| Given text |

A quick weekend drive by; I'll do a fuller piece on this next week.
Things that happen in the seat of power are usually connected. So I'm not terribly surprised that former Rumsfeld adviser Douglas Feith has come out with his "We overemphasized WMD" statement about the same time the Valerie Plame case is blowing wide open.
I've said for some time that special prosecutor Patrick Fitzgerald has been after something much bigger than a perjury rap on Karl Rove (yeah, yeah, you heard it here first.)
The real connection has to do with Joseph Wilson's analysis of the Niger yellow cake story and the "sixteen words" in President Bush's 2003 State of the Union Address: "The British government has learned that Saddam Hussein recently sought significant quantities of uranium from Africa."
The sixteen words turned out to not only be false; they turned out to be based on documents that were determined to be forgeries--poorly crafted forgeries at that.
The sixteen words were, of course, the crux of the administration's case for invading Iraq.

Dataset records
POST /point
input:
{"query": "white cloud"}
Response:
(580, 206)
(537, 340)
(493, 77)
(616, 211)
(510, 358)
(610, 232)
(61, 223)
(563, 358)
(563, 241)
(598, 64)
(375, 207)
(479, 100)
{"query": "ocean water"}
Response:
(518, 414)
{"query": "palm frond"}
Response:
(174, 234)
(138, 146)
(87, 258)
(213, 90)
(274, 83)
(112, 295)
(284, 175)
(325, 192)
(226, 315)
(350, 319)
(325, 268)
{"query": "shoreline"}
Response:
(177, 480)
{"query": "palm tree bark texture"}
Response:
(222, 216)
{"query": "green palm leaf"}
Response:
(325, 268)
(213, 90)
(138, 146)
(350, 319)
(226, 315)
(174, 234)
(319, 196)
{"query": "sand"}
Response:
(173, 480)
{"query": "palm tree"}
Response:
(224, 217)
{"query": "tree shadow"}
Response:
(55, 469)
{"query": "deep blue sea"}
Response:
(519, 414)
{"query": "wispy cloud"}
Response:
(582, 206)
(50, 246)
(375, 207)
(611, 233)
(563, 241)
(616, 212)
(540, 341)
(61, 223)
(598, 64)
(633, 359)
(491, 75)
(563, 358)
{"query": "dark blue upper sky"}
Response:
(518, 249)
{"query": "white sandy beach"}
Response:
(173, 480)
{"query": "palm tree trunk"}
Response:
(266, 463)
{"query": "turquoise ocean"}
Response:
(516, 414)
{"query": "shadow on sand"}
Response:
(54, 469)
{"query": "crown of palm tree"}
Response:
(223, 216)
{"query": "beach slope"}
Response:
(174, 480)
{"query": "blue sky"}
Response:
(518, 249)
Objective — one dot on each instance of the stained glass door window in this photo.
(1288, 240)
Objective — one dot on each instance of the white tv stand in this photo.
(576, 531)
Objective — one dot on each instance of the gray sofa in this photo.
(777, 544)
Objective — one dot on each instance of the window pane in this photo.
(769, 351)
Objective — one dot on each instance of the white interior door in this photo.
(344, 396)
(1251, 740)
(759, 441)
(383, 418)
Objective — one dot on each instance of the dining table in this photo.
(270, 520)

| Tasks and exercises |
A: In the post on the Plame case, what were the documents behind the sixteen words determined to be?
B: Write the next part of the post on the Plame case and the sixteen words, picking up after its last sentence.
These records were taken from a separate source.

| Set of answers |
A: They were determined to be forgeries, and poorly crafted ones.

B:
Hence, Feith's statement about "overemphasizing" the WMD angle. As in, "We didn't really mean to sell the war that way. President Bush really didn't mean to use the sixteen words to sell the war to America and the world."
The latest revelation that Powell was circulating a memo with Wilson's findings on Air Force One almost certainly indicates that Mr. Bush was aware of it.
But let's cut to the chase, the issues that (I think) are the key ones.
At the time of the president's SOTU speech, who if anyone in the administration knew that the sixteen words were based on forged documents? And oh, by the way, who forged those documents?
That's what I'd like to know, and I'm guessing that's what Fitzgerald wants to know too.